REQUIRED WORK: The listing beneath should be written out in full, exactly as shown.

Point annotation records:
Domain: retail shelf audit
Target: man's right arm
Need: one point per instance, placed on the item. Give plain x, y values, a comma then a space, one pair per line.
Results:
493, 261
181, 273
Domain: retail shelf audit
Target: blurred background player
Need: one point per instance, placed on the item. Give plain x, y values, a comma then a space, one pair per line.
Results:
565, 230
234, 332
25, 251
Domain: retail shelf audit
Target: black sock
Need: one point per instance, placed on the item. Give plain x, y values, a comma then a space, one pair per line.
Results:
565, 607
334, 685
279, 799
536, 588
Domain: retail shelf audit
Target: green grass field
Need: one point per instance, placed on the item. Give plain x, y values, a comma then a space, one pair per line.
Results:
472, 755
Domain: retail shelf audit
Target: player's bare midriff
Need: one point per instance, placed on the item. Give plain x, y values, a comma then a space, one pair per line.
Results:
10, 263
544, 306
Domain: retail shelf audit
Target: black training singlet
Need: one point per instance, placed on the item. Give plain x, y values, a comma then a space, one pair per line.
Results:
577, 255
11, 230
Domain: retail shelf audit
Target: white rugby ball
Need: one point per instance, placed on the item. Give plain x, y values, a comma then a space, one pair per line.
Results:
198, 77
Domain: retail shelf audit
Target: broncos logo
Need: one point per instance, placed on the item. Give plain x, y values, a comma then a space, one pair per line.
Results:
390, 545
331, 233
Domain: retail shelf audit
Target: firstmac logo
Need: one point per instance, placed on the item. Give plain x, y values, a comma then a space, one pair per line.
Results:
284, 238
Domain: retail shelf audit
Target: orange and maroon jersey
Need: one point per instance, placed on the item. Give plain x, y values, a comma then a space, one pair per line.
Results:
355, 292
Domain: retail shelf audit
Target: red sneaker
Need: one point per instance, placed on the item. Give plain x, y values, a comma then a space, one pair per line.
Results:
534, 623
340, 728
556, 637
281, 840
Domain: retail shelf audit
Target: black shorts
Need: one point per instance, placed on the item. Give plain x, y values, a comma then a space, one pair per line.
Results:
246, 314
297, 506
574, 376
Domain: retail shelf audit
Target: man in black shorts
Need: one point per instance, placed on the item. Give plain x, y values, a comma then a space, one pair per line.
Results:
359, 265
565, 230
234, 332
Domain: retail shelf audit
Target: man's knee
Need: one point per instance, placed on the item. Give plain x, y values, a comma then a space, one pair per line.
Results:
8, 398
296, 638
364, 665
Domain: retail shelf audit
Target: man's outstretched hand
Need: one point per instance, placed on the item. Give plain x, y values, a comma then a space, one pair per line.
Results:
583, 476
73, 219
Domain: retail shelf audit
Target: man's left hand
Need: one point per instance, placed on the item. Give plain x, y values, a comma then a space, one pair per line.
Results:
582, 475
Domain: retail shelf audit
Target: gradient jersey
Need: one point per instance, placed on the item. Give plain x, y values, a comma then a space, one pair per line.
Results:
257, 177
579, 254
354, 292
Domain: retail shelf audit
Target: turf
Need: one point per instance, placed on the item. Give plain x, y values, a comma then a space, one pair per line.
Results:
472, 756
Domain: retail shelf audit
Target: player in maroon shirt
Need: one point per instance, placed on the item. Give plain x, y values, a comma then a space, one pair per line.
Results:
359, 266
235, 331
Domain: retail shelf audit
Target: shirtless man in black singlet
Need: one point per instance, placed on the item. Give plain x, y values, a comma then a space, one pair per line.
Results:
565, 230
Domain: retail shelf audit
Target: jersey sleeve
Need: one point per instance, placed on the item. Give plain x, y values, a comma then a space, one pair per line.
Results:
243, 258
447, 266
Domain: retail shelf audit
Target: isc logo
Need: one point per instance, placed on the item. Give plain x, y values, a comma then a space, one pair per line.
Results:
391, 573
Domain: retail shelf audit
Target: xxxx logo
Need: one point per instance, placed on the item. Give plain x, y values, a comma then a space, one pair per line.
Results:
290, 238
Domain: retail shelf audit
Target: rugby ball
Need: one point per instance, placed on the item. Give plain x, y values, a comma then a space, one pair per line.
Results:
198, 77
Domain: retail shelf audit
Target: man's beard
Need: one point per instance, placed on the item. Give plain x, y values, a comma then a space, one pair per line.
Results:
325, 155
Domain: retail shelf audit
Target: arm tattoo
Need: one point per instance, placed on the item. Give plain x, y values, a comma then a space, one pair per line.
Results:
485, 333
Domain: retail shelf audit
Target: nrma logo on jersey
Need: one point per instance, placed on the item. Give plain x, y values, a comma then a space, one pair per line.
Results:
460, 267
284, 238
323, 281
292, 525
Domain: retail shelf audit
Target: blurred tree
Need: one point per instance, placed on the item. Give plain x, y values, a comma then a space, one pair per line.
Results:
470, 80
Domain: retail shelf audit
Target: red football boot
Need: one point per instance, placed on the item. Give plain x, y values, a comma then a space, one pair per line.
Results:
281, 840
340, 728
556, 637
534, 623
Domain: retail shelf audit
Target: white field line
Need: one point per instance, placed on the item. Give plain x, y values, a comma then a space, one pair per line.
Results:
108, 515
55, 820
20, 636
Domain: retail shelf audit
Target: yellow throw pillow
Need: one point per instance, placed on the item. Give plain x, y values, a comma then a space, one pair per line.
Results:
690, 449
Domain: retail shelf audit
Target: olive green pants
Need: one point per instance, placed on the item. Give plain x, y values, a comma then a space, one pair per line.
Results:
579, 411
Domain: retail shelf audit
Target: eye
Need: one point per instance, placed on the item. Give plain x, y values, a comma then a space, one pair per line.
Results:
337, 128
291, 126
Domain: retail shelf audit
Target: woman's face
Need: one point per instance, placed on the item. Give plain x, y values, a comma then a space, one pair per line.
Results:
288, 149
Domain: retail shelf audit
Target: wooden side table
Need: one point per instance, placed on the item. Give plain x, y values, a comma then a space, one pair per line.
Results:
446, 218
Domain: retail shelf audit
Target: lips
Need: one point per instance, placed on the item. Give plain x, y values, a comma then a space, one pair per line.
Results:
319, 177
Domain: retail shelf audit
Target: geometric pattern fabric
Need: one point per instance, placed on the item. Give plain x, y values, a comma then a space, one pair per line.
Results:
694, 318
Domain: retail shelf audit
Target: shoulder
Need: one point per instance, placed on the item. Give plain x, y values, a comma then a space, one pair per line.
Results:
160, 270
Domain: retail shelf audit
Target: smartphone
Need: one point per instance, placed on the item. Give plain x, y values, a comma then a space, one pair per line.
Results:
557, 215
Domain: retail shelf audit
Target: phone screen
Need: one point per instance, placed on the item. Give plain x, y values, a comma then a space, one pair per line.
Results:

RESPONSE TO THIS EXERCISE:
Domain: retail shelf audit
Target: man's right arm
Need: one point per instance, placed on the item. Give plain x, y values, a comma then a space, one pair per line.
Results:
493, 261
181, 273
Domain: retail shelf audit
Target: blurred background player
Need: one point per instance, placed on the item. Give plain x, y values, a comma then a space, one pair per line.
Results:
565, 230
234, 332
25, 251
Domain: retail shelf audit
Target: black sock
Need: one point per instance, placed on the item. Give plain x, y values, a comma then a space, one pair per line.
Results:
565, 607
334, 685
279, 799
536, 588
Domain: retail shelf audit
Target: green grass field
Need: one point per instance, placed on the item. Give plain x, y values, a comma then a space, one pair per line.
Results:
472, 755
Domain: retail shelf audit
Target: player's bare midriff
Need: one point per instance, placed on the item. Give plain x, y values, a comma then a space, one pair per line.
Results:
10, 263
544, 306
Domain: retail shelf audit
Target: black training singlet
Need: one point per instance, placed on the item. Give plain x, y values, a comma then a space, one pair per line.
Results:
577, 255
11, 230
Domain: retail shelf audit
Target: white rugby ball
Need: one point per instance, placed on the item. Give plain x, y values, a comma then a space, one pair per line.
Results:
198, 77
Domain: retail shelf audit
Target: broncos logo
Need: one point per instance, placed on the item. Give plain x, y values, a comma then a space, one pair per line.
Results:
390, 545
331, 233
Domain: retail shelf audit
Target: firstmac logo
Need: one point per instance, placed on the item. Give plain x, y values, a comma then a space, one pair per line.
Results:
284, 238
Domain: retail shelf audit
Target: orange and maroon jersey
Need: one point per instance, placed on the item. Give plain x, y values, a comma then a space, one pair per line.
Results:
355, 292
Domain: retail shelf audit
Target: red sneaker
Need: one point per instance, placed on the item. Give plain x, y values, a comma then a space, one pair per line.
Results:
534, 623
340, 728
556, 637
281, 840
Domain: retail shelf audit
Target: black shorts
Need: one point per instance, placed on the item. Give plain x, y values, a comma then a space, one pair per line.
Results:
246, 314
297, 506
574, 376
Domain: retail shelf audit
Target: man in black shorts
Need: one point per instance, placed on the item. Give plain x, y values, a comma then a space, one pair per line.
Results:
359, 265
565, 230
234, 332
Domain: retail shelf audit
Target: man's knee
Need: one point per instance, placed on the item. Give plain x, y values, a comma then a space, one pair per line.
Results:
8, 398
296, 638
364, 665
Domain: retail shelf audit
Target: man's outstretched hand
Need: one point per instance, placed on the item. Give plain x, y values, a comma then a space, one pair per line.
Results:
583, 476
73, 219
Domain: retail shelf audit
Target: man's left hand
Need: one point per instance, placed on the item. Give plain x, y values, a comma then a space, one pair per line.
Results:
582, 475
Domain: retail shelf audit
Target: gradient jersey
Need: one point per instance, placed on the item. Give plain x, y values, a comma then a space, one pair per line.
Results:
257, 177
579, 254
354, 292
Domain: retail shelf audit
Target: turf
Need: one point per instance, placed on the item. Give plain x, y values, a comma then a space, one pair per line.
Results:
472, 756
Domain: retail shelf audit
Target: player in maroon shirt
Need: one point per instance, placed on the item. Give plain x, y values, a comma then a space, one pair per line.
Results:
359, 266
235, 331
Domain: retail shelf audit
Target: shirtless man in black singlet
Need: one point per instance, placed on the item. Give plain x, y values, a comma then a space, one pair per line.
Results:
565, 230
Domain: retail shelf audit
Target: jersey sleeve
Need: one point per instance, placed on the item. Give plain x, y values, a comma then a space, one pair per line.
Results:
243, 258
447, 266
Domain: retail shelf audit
Target: isc logo
Need: one point per instance, placed on the item. Give plain x, y values, a comma then a space, one pair per line.
Results:
391, 573
Domain: retail shelf audit
Target: xxxx logo
Need: one point per instance, placed on the item. Give plain x, y values, a comma then a space, one pair per line.
Results:
290, 238
Domain: retail shelf audit
Target: rugby ball
Need: one point per instance, placed on the item. Give plain x, y values, a comma then a space, one pair per line.
Results:
198, 77
Domain: retail shelf audit
Target: man's beard
Need: one point per instance, placed on the item. Give plain x, y values, a comma then a space, one pair per line.
Results:
325, 155
Domain: retail shelf audit
Target: arm tattoo
Need: one point per instance, placed on the item. Give plain x, y values, a comma then a space, one pair per line.
Results:
485, 333
Domain: retail shelf audit
Target: nrma logo on jersey
Need: one point per instance, placed on the item. Give plain x, y values, a comma then a space, one pair per line.
Results:
460, 267
284, 238
323, 281
292, 525
Domain: retail shelf audit
Target: blurred tree
Need: one point per instance, placed on the item. Give plain x, y values, a comma then a space, one pair per line.
Results:
470, 80
Domain: retail shelf audit
Target: red football boot
Need: one point per instance, placed on the item. Give plain x, y values, a comma then a space, one pair per line.
Results:
281, 840
340, 728
556, 637
534, 623
Domain: retail shelf audit
Target: white field line
Need: one point per instance, placed on the item. Give plain x, y values, a comma then a space, one pair per line.
Results:
108, 515
55, 820
20, 636
Domain: retail shelf audit
Target: yellow throw pillow
Need: one point per instance, placed on the item. Give plain x, y values, a comma then a space, one pair per line.
Results:
690, 449
Domain: retail shelf audit
Target: olive green pants
Need: one point per instance, placed on the item. Give plain x, y values, a comma then a space, one pair per line.
Results:
579, 411
Domain: retail shelf audit
Target: eye
Need: one point per instance, placed on the item. Give plain x, y values, a comma then a space, one pair per line.
Results:
337, 128
291, 126
Domain: retail shelf audit
Target: woman's face
Need: one point per instance, placed on the item. Give plain x, y values, a comma then a space, one pair per line.
Results:
288, 149
Domain: retail shelf audit
Target: wooden side table
Need: one point per instance, placed on the item. Give plain x, y values, a comma then a space, one pair per line.
Results:
446, 218
Domain: retail shelf audit
Target: lips
Need: one point per instance, placed on the item. Give plain x, y values, a comma then a space, one pair per line.
Results:
319, 177
Domain: retail shelf audit
Target: geometric pattern fabric
Need: one point per instance, placed on the item. Give plain x, y values, a comma then a space, one pair per line.
Results:
694, 318
Domain: retail shelf audit
Target: shoulder
Need: one point per instance, placed on the item. Give plain x, y values, a comma then a space, one pair per line.
Results:
160, 270
Domain: retail shelf audit
Target: smartphone
Need: one point per instance, placed on the item. Give plain x, y values, a comma then a space, one pair per line.
Results:
557, 215
Domain: retail shelf audit
Target: phone screen
Need: one point per instance, placed on the item. Give plain x, y values, a comma then a space, one pair per line.
Results:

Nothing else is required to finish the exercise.